Is a U.S. bioweapons scientist behind last fall's anthrax attacks?

A growing number of scientific experts have come to this conclusion. But the FBI seems strangely reluctant to zero in on the most likely suspects.

Published February 8, 2002 11:09PM (EST)

When Arthur O. Anderson, chief of clinical pathology at the U.S. Army Medical Research Institute for Infectious Diseases (USAMRIID), saw the anthrax sent to Sen. Tom Daschle, D-S.D., last October, he was amazed.

"There was nothing there except spores," he told Salon. "Normally, if you take a crude preparation of anthrax spores, you see parts of degenerated bacteria. But this stuff was highly refined."

Another former Army lab scientist characterized the sample as "very, very good."

"Only a very small group of people could have made this," said David Franz, a former U.N. weapons inspector in Iraq and biodefense scientist at USAMRIID, who now works for the Southern Research Institute, a defense contractor. "If you look at the sample from the standpoint of biology, it tells me this person [who made the anthrax] was very good at what they do. And this wasn't the first batch they've made. They've done this for years. The concentration was a trillion spores [on anthrax] per gram. That's incredibly concentrated."

Anderson and Franz aren't drawing conclusions about where the anthrax came from -- perhaps in part because the subject is deeply sensitive at the U.S. Army's own biodefense lab, which could find itself at the center of the investigation. But conversations with dozens of scientists and experienced biodefense hands reveal a growing belief that last fall's anthrax letter culprit is most likely an experienced bioweapons scientist. And while Franz and others note that there are Iraqi and Russian scientists with the skills to pull off the complex anthrax-mail attack, many experts now believe the culprit worked at a U.S. bioweapons facility.

Only a few dozen individuals in the U.S. possess the expertise to produce the sophisticated anthrax specimen sent to Daschle, Vermont Sen. Patrick Leahy and at least three media outlets last fall. There may be as many as 200 Russian scientists capable of such work, and perhaps 10 Iraqis. But certain clues have convinced many -- though not all -- bioweapons experts who've followed the FBI investigation closely that the anthrax in the letters most likely came from a U.S. lab. That's chiefly because Ames strain anthrax, the type used in the letters, has been distributed by USAMRIID to about 20 U.S labs since 1981. Of those, only four facilities are believed to have the ability to produce the highly lethal, dry powder form of the Ames strain anthrax the lethal letters contained.
★ ★ ★ ★
- _PROBLEM DETAILS_
Could you continue the article on the anthrax letter attacks, picking up right after its last sentence?
★ ★ ★ ★
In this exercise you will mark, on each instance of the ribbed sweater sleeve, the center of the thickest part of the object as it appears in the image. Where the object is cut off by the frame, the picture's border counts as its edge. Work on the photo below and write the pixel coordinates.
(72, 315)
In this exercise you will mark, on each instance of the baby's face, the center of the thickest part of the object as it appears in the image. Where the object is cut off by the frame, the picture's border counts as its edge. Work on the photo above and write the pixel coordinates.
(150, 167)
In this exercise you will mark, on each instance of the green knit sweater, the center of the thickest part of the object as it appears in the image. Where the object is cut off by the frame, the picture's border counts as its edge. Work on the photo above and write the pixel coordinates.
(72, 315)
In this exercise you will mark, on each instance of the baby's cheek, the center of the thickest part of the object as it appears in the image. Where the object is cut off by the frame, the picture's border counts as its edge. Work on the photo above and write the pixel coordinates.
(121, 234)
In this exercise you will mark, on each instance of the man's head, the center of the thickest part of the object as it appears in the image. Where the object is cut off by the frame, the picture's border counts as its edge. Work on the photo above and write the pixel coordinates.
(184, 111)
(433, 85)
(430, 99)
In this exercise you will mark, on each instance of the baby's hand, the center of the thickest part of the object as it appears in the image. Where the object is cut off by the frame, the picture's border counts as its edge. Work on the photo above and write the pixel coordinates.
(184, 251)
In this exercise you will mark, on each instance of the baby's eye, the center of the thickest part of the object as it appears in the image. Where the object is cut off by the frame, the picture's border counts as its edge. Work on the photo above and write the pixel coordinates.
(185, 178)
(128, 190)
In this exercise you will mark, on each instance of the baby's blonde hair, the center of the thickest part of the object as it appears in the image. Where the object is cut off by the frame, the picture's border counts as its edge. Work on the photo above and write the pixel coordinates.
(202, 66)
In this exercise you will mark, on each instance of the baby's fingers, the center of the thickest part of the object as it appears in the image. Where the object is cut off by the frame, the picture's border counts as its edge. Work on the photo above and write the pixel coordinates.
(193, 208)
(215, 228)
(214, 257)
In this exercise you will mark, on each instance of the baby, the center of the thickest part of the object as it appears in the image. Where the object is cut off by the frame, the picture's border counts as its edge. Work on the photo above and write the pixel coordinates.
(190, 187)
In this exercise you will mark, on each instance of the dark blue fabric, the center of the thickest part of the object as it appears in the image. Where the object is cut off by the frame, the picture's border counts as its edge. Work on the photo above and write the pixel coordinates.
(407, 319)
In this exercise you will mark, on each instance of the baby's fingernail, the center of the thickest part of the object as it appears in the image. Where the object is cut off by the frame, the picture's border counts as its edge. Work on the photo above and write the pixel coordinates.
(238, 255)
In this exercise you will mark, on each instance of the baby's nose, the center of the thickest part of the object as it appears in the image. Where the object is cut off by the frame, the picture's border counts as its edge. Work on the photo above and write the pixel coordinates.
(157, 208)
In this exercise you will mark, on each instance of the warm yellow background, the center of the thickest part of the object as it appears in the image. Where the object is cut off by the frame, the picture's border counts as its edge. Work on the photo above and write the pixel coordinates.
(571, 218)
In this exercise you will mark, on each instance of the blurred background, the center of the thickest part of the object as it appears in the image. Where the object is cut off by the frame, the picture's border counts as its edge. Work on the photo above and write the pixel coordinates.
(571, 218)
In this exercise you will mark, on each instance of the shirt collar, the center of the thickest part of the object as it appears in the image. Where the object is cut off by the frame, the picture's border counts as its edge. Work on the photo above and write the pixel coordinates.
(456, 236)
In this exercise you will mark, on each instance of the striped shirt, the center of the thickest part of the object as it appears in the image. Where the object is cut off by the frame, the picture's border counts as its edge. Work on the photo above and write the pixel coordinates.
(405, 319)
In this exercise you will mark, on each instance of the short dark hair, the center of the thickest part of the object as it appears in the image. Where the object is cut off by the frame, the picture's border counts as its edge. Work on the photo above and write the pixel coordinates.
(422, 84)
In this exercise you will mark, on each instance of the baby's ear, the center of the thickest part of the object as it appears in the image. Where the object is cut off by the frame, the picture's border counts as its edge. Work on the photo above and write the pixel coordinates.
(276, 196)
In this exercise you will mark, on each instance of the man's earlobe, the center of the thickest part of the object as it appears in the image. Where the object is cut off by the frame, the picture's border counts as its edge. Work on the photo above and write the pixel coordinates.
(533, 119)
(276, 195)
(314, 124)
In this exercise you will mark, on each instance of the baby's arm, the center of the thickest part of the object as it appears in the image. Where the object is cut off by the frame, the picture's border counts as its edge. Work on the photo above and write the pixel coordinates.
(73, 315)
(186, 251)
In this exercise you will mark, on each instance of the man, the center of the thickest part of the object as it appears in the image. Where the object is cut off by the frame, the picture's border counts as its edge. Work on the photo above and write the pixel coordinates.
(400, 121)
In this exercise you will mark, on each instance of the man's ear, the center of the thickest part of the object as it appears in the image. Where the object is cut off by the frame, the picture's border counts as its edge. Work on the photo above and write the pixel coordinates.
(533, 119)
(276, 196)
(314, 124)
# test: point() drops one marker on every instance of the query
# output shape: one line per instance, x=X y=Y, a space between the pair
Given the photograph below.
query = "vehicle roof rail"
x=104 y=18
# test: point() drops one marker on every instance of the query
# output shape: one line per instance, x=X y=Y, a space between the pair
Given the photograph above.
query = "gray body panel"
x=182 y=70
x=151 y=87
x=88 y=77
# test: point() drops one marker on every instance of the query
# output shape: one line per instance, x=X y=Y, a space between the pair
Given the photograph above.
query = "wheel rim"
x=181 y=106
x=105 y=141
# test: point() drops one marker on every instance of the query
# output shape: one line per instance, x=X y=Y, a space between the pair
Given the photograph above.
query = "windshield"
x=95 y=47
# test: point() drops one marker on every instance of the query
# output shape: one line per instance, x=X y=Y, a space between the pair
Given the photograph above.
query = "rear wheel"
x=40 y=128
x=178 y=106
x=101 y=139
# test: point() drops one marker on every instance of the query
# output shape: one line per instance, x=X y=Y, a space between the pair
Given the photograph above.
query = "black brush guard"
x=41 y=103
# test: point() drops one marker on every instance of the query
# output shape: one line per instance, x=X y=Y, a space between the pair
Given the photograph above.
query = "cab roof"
★ ★ ★ ★
- _TASK RESULT_
But despite signs that this should narrow the list of anthrax suspects to a few dozen people, the FBI appears to be casting a wider net in its investigation, which seems to have made fairly limited progress since the first victim, American Media Inc. photo editor Bob Stevens, died of anthrax inhalation four months ago.

Just two weeks ago, for instance, the FBI blanketed New Jersey, where at least four of the anthrax letters were mailed from, with fliers asking anyone who might have any knowledge of the culprit to contact the Bureau. This week, a University of Illinois law professor said that his university was one of dozens that recently received FBI subpoenas demanding that they turn over all documents relating to anthrax. And last week, the American Society for Microbiology in Washington announced that, at the request of the FBI, it had e-mailed its 40,000 members asking for possible clues.

A spokesman for the group said that while they happily complied, they found the FBI request a bit perplexing. "As we understand, it's not just microbiology needed to create [the anthrax that was in the letters]," said the microbiology society's spokesman, who asked not to be named. "You need the microbiology skills to grow it, but to process it, you need a totally different set of skills," such as advanced chemical engineering training, he said.

The wide net cast by the FBI also baffles many scientists and other weapons nonproliferation experts familiar with the anthrax investigation, who think federal authorities could make more progress identifying the anthrax attacker by focusing on a much narrower group.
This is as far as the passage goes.